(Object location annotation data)
=======
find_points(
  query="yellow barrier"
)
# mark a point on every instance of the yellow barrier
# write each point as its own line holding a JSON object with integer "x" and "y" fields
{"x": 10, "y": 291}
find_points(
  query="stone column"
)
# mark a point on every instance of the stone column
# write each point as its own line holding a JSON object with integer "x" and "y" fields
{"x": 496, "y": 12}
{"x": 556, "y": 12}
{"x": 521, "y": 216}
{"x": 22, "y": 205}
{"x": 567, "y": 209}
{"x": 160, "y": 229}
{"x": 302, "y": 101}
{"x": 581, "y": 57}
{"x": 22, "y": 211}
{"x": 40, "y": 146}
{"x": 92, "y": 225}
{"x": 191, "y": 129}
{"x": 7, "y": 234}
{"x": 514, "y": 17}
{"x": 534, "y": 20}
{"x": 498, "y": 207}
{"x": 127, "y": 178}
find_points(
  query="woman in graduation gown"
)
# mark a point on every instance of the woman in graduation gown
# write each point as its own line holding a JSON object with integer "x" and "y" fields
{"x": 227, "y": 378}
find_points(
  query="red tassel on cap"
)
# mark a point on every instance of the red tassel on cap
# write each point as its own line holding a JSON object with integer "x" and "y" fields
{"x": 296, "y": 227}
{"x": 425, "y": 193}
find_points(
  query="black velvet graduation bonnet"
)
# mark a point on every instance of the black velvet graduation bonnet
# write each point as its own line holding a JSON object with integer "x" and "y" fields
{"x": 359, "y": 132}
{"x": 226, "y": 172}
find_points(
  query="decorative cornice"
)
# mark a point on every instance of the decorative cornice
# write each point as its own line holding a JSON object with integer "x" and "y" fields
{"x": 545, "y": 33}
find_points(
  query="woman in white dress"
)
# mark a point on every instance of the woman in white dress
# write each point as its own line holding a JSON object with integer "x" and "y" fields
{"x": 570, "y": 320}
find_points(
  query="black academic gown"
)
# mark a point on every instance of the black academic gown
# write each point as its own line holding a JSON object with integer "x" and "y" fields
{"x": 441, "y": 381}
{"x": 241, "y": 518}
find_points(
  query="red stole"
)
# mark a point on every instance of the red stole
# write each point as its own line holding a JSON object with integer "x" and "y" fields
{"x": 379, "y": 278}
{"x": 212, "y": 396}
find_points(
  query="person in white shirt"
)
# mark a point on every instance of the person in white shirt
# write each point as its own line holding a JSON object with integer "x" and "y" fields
=======
Task =>
Could you extract each line of the rows above that contains the string "barrier", matching case exactly?

Answer for the task =>
  query="yellow barrier"
# mark a point on every instance of the yellow barrier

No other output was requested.